[Required action]:
The records sit below. Return every line in them that holds the word "tire".

Given information Block Start

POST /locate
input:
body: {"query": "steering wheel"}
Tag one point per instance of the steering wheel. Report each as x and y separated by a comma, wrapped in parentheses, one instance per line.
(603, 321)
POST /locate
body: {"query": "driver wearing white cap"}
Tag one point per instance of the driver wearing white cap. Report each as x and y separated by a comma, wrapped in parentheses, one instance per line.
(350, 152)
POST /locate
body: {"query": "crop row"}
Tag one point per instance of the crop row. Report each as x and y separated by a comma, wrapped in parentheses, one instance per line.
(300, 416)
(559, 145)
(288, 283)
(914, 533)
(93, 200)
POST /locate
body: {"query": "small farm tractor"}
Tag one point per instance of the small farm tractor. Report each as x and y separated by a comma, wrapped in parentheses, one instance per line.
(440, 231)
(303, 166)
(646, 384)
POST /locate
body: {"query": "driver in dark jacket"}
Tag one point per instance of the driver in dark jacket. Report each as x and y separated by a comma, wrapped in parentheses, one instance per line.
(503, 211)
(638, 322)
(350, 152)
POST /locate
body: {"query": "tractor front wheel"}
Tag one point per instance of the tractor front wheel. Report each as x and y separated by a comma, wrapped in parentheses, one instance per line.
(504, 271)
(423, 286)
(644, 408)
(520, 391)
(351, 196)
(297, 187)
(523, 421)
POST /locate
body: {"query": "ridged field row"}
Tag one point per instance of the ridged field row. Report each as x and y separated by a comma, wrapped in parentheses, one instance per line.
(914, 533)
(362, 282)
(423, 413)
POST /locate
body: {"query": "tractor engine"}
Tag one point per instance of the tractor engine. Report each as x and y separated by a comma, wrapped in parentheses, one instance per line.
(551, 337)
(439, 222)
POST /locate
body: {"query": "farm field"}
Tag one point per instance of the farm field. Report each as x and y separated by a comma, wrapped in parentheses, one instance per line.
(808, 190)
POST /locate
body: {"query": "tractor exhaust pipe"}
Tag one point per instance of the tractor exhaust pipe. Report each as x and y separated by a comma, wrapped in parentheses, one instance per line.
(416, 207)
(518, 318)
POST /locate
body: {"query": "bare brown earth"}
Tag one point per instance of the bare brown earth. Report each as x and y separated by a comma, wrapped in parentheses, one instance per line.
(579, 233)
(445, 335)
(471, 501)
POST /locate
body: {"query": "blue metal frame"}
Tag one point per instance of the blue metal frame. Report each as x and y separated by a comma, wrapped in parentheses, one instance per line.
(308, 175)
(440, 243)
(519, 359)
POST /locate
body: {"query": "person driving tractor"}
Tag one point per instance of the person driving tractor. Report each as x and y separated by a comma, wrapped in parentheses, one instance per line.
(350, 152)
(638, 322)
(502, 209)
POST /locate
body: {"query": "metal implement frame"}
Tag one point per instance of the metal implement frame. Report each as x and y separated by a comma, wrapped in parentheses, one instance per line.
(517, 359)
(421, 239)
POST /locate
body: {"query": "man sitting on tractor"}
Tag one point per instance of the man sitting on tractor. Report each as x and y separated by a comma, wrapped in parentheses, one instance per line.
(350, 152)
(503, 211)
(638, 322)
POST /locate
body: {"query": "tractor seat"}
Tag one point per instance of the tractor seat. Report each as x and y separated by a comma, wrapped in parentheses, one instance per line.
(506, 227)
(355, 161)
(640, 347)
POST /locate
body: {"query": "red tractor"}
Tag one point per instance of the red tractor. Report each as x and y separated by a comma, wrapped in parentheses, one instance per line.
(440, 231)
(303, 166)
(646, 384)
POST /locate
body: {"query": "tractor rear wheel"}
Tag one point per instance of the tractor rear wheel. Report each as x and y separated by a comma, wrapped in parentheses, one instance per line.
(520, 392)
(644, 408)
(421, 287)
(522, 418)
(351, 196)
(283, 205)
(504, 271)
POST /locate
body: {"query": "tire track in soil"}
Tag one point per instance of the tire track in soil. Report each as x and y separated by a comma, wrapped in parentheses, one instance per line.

Given information Block End

[Result]:
body: {"query": "tire track in soil"}
Tag one point per instance of the tire track in soil. Report each as x and y separated by a comma, wrapped in parentheses, one instance per line.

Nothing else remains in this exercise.